§ **GIVEN RECORDS**:

____

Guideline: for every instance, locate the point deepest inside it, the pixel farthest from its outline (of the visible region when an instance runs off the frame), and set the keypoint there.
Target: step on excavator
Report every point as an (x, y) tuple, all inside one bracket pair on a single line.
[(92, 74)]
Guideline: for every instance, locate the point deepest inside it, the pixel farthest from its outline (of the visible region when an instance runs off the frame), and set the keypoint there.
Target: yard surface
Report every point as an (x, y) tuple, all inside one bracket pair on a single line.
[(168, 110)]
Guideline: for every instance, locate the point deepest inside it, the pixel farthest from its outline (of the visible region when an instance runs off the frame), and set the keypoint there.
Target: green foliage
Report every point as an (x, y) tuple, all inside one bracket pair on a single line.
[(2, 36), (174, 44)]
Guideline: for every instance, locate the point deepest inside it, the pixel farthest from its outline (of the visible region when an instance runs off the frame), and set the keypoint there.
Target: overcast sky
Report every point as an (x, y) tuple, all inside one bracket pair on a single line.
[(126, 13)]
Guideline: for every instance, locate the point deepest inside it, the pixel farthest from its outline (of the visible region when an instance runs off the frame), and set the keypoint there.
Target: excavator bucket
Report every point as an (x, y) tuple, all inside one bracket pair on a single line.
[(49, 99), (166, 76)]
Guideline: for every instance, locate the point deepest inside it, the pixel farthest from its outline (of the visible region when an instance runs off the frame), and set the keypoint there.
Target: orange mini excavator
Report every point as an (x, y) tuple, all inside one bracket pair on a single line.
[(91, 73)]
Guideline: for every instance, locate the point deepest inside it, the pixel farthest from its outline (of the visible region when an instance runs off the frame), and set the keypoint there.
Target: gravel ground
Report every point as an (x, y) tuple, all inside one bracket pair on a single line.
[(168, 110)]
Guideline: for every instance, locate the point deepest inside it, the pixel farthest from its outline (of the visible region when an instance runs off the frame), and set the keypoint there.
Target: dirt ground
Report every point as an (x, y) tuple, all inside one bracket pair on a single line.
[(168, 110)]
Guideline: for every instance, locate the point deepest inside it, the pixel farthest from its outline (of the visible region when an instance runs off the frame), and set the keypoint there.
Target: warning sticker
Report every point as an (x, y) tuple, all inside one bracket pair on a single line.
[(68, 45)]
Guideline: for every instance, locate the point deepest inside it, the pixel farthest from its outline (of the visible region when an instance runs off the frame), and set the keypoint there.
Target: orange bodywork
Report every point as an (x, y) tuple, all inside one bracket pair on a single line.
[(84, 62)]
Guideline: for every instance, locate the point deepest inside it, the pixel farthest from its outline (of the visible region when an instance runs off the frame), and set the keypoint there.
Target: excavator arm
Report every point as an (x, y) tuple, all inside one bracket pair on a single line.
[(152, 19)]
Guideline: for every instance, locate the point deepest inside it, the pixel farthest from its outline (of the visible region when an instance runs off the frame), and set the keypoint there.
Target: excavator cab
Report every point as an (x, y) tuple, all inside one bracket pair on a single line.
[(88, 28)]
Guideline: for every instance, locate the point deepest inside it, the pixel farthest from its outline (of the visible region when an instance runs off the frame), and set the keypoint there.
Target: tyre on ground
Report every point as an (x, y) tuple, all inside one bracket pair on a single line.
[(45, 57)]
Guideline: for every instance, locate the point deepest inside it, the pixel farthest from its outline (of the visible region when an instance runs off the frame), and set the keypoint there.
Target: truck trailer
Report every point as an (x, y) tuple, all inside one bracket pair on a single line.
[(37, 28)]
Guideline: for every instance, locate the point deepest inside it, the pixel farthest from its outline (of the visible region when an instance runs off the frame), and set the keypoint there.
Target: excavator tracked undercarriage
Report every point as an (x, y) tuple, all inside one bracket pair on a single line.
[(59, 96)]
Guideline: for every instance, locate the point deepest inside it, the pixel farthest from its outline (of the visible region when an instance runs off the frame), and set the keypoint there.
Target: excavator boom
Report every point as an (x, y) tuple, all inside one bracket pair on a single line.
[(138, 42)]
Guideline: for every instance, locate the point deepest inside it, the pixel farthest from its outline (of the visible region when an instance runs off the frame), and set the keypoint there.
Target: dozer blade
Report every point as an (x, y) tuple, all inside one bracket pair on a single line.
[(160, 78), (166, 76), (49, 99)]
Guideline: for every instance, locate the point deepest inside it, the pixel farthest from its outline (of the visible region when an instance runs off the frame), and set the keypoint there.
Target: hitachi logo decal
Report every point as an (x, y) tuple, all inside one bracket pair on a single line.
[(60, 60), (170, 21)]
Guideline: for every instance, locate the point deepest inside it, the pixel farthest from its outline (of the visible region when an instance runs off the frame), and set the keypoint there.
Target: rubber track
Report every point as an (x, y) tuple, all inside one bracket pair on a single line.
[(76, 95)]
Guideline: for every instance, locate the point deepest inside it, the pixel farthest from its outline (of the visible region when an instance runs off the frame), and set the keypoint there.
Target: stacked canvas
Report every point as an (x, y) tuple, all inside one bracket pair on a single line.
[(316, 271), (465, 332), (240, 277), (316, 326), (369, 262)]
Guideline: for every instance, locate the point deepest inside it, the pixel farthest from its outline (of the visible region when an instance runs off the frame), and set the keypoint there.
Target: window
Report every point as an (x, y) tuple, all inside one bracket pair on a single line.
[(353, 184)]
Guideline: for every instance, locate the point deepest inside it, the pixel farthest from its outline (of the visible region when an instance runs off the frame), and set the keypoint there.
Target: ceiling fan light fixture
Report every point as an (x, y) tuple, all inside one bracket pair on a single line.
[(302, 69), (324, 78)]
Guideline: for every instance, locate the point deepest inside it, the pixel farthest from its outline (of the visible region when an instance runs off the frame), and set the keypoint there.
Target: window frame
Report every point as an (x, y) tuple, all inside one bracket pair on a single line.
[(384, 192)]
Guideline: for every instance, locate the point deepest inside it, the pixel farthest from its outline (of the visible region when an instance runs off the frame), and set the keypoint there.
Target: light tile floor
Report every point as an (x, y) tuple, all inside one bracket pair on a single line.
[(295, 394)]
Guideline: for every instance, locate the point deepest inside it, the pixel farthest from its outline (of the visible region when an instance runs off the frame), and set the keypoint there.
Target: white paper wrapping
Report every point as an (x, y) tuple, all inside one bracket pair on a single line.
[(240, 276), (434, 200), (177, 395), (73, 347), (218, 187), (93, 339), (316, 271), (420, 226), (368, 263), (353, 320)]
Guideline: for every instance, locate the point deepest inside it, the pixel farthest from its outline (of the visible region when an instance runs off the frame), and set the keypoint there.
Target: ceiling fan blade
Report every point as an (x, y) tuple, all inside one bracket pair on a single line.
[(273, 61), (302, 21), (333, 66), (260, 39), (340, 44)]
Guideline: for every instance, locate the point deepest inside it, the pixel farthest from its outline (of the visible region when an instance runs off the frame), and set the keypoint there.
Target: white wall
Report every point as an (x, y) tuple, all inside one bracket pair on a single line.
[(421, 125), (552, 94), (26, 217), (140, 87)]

____

§ **YOUR GOAL**: Collect every line in the records that contains the word "light" and copy each one in full.

§ **SOLUTION TO THIS EXERCISE**:
Target: ceiling fan light fixture
Target: light tile floor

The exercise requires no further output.